(65点/サスペンス:結構オススメ)
生命科学者のヴィクター・リード博士は、10年以上の研究の結果、人間のクローンである新生児『エリザベス』を誕生させることに成功する。
リード博士はエリザベスに対して様々な遺伝子治療の実験を繰り返すが、ヒトクローンに対して様々な議論や批判が飛び交い、病院での研究の継続が難しくなった事から、彼は自分の家へとエリザベスを移送する事となる。
しかしそんな最中、彼が過去に行った恐るべき『実験』の失敗による産物が明らかになっていき…
ヒトクローンを作り出す事に成功した科学者が過去に犯してきた自分の過ちによって恐るべき運命を辿るという姿を描いた、サスペンススリラー映画。
クローン人間を題材とした医療系のサスペンススリラー映画なのですが、なかなか独特のテイストを持った作品ですね。
お話としては『とある科学者が長年の実験の成果によって遂にヒトクローンの誕生に成功するんだけど、彼の過去には隠された恐るべき秘密が…』みたいな感じの内容。
デヴィット・クローネンバーグ監督の作品のオマージュと評されているようですが、確かにクローネンバーグの過去作品的な絵作りや雰囲気が感じられて、得体の知れない不気味さと全体的に漂う70~80年代のホラーっぽいテイストが良い味を出しています。
単なる科学者としてのモラルやスキャンダルを題材としたサスペンスかと思いきや、お話の主軸となる『エリザベス』以外にも隣の家に住む不気味な『畸形の子供』が登場して、これがメインのストーリーに絡んできたりするのですが、この辺のストーリーの組み立てやら先の読めない意外性のあるお話の持って行き方は非常に上手い。
序盤の落ち着いた雰囲気のサスペンス映画から、終盤に向けて一気に緊張感あふれるホラーになっていく構成は、なかなか面白いです。
また、この『畸形の子供』の出し惜しみの仕方が物凄く怖くて、ひと昔前の低予算ホラー的なテイストを上手く再現してるのも良い感じですね。
(まあ出し惜しみしすぎで、ちょっとイライラする部分もあったけど…(笑))
ただ全体的なお話としては面白いのですが、序盤~中盤の展開が割と淡々としており、特に序盤はなかなか話の全体像が見えてこないため、人によってはちょっと退屈に感じてしまうかも?
またラストもややスッキリしない終わり方なので、謎解きやらオチやらがキッチリと付いていないと嫌だという人にとっては、好みに合わない部分もあるかもしれません…
個人的には、もう一押しの突き抜けた部分が欲しい気もしなくは無いものの、なかなか好みのテイストの作品だったので、この監督の次回作以降にも期待していきたいところですよ。
総評としましては、やや古臭いテイストながらも『なかなか怖い内容の医療系サスペンスホラー映画』って感じの作品です。
クローネンバーグ監督とかの70~80年代風味のサスペンスホラーが好きな人ならば、結構ハマる事の出来そうな作品だと思いますので、そういうノリが好きな人であればチェックしておいて損は無いでしょう。
逆に本格的な医療系スリラーや医学サスペンスが好きな場合は、ちょっと期待と違う内容になってしまうと思いますので、そっち方面を求めている人は注意が必要かもしれません。

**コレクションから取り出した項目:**
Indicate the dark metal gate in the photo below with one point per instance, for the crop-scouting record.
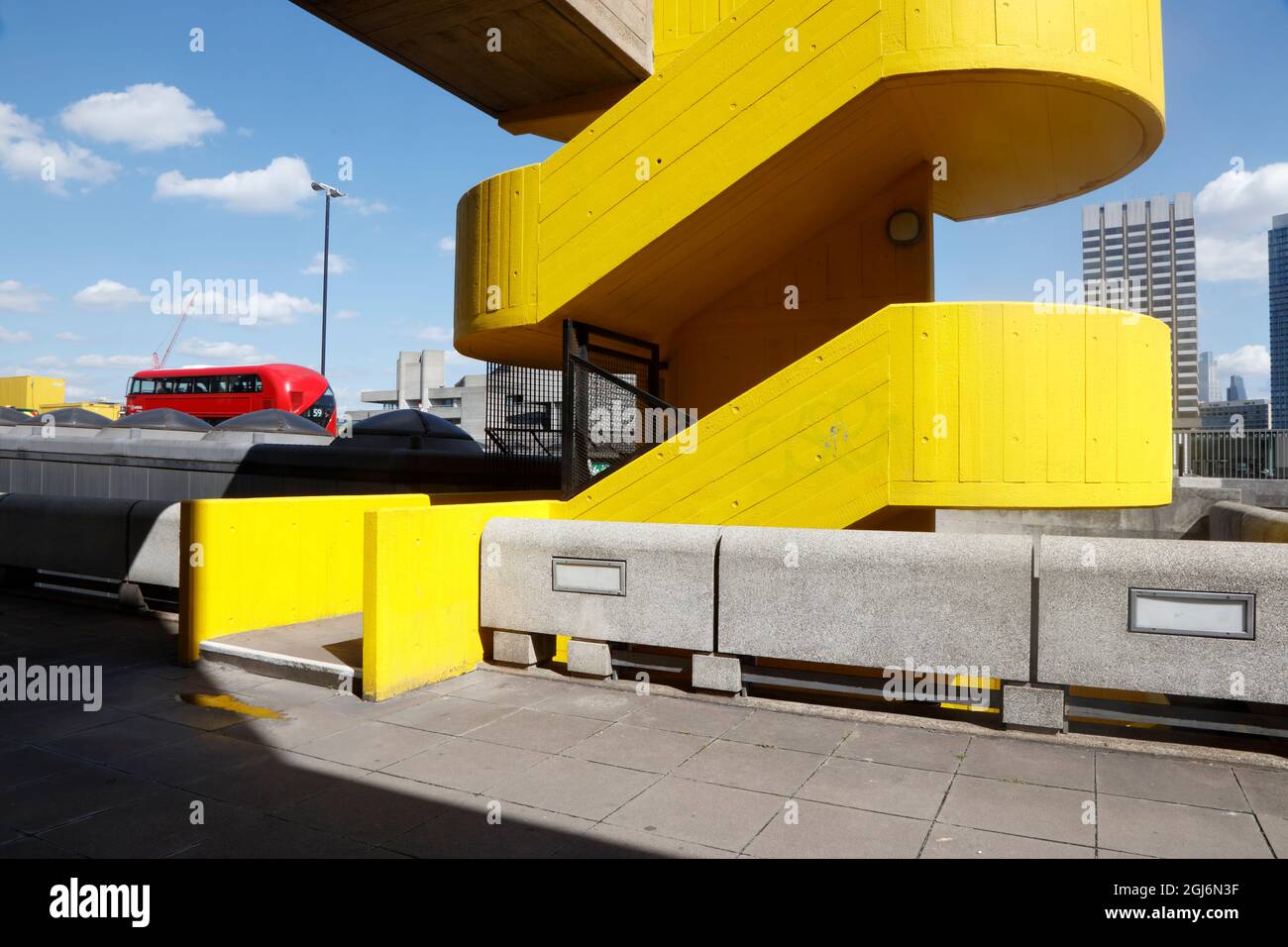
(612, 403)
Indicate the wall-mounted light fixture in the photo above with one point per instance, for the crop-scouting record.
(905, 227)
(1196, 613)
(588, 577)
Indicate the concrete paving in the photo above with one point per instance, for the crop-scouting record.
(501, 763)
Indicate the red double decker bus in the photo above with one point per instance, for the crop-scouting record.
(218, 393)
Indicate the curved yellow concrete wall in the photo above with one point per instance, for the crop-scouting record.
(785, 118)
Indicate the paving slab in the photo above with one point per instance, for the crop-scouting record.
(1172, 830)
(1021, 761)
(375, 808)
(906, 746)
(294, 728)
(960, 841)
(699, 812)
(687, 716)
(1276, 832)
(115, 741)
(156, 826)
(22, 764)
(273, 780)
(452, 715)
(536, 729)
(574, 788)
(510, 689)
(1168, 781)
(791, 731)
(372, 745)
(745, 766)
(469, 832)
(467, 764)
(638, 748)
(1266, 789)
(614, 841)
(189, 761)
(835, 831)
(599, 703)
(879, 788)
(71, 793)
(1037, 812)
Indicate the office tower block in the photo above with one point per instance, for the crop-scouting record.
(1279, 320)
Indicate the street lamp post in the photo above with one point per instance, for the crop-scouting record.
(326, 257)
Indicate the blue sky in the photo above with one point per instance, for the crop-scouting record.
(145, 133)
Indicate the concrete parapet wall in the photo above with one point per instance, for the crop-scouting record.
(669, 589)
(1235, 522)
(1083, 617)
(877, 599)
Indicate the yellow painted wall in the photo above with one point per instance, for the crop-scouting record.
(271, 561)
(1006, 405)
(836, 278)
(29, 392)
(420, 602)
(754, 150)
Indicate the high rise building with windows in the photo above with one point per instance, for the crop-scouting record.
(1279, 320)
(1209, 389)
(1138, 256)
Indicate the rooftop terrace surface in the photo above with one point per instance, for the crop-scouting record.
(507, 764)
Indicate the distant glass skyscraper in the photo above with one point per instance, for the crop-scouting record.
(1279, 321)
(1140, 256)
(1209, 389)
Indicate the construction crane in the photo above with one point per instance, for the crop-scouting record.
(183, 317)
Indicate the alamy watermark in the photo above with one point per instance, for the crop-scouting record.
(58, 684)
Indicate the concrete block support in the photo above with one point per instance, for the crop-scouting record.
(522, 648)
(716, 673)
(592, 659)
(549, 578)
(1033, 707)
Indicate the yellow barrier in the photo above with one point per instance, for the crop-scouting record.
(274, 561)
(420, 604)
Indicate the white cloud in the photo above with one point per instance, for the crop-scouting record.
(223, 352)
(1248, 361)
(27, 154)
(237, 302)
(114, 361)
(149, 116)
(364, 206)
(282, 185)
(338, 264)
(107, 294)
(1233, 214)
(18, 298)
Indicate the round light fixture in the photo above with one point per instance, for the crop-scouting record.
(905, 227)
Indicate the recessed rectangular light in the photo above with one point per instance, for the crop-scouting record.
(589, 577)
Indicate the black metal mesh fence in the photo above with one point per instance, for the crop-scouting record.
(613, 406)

---

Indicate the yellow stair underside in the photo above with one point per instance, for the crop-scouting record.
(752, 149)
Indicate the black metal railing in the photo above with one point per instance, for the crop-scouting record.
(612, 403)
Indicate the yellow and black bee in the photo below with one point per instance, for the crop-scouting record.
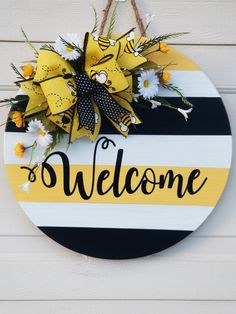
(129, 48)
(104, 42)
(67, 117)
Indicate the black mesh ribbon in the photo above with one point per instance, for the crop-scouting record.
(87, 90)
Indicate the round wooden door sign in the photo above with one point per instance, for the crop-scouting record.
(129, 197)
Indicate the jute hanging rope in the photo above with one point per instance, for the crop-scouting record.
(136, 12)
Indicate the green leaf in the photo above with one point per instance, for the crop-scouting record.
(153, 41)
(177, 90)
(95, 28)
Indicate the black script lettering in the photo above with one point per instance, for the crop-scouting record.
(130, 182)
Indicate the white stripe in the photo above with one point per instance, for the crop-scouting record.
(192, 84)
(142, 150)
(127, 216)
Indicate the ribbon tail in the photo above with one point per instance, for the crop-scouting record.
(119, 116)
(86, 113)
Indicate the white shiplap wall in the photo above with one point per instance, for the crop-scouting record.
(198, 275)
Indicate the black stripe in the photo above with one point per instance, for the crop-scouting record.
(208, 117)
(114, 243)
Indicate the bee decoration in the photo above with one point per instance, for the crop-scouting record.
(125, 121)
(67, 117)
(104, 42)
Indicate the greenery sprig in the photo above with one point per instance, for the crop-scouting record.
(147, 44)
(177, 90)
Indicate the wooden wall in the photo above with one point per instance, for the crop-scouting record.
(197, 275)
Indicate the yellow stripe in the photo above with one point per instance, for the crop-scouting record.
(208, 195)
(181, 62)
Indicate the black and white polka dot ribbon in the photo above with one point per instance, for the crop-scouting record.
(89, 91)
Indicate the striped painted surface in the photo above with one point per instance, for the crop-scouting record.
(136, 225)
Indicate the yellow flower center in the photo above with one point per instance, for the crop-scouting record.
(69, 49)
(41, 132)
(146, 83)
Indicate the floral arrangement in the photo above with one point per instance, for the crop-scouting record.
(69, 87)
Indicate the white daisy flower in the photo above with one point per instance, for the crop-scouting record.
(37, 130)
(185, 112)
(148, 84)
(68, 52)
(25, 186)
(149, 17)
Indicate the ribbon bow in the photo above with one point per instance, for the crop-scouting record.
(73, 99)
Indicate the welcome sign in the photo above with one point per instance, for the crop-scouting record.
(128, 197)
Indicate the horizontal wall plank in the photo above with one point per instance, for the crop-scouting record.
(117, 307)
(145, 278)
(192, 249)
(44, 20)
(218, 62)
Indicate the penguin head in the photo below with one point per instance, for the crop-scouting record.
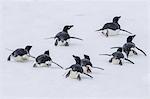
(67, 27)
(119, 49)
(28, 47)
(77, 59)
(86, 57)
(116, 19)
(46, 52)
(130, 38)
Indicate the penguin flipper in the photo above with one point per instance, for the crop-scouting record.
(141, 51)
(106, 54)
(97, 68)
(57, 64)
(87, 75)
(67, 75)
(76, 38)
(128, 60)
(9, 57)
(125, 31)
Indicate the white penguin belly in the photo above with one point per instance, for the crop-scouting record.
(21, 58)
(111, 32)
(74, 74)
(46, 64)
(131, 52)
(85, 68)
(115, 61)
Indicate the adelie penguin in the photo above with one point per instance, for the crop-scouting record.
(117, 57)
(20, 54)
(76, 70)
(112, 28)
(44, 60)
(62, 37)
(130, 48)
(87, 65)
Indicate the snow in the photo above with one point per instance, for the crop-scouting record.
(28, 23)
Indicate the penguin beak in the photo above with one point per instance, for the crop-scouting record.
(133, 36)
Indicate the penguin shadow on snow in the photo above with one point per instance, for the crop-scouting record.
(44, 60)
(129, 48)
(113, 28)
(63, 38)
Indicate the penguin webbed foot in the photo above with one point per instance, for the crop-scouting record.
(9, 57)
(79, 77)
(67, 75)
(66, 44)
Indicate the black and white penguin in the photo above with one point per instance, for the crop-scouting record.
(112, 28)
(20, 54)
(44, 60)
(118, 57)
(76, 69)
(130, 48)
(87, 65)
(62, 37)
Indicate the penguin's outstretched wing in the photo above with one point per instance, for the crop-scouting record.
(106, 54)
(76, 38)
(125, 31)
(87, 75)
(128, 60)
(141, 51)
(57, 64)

**担当課題 A:** 映画レビューによると、リード博士はエリザベスをどこへ移送しますか。
**担当課題 B:** 映画レビューから、「(65点/サスペンス:結構オススメ)」で始まり「持って行き方は非常に上手い。」までの部分を一字一句変えずに写してください。
答えは映画レビューの内容だけに基づくこと。

**回答欄 A:** 自分の家へ移送します。

**回答欄 B:**
(65点/サスペンス:結構オススメ)
生命科学者のヴィクター・リード博士は、10年以上の研究の結果、人間のクローンである新生児『エリザベス』を誕生させることに成功する。
リード博士はエリザベスに対して様々な遺伝子治療の実験を繰り返すが、ヒトクローンに対して様々な議論や批判が飛び交い、病院での研究の継続が難しくなった事から、彼は自分の家へとエリザベスを移送する事となる。
しかしそんな最中、彼が過去に行った恐るべき『実験』の失敗による産物が明らかになっていき…
ヒトクローンを作り出す事に成功した科学者が過去に犯してきた自分の過ちによって恐るべき運命を辿るという姿を描いた、サスペンススリラー映画。
クローン人間を題材とした医療系のサスペンススリラー映画なのですが、なかなか独特のテイストを持った作品ですね。
お話としては『とある科学者が長年の実験の成果によって遂にヒトクローンの誕生に成功するんだけど、彼の過去には隠された恐るべき秘密が…』みたいな感じの内容。
デヴィット・クローネンバーグ監督の作品のオマージュと評されているようですが、確かにクローネンバーグの過去作品的な絵作りや雰囲気が感じられて、得体の知れない不気味さと全体的に漂う70~80年代のホラーっぽいテイストが良い味を出しています。
単なる科学者としてのモラルやスキャンダルを題材としたサスペンスかと思いきや、お話の主軸となる『エリザベス』以外にも隣の家に住む不気味な『畸形の子供』が登場して、これがメインのストーリーに絡んできたりするのですが、この辺のストーリーの組み立てやら先の読めない意外性のあるお話の持って行き方は非常に上手い。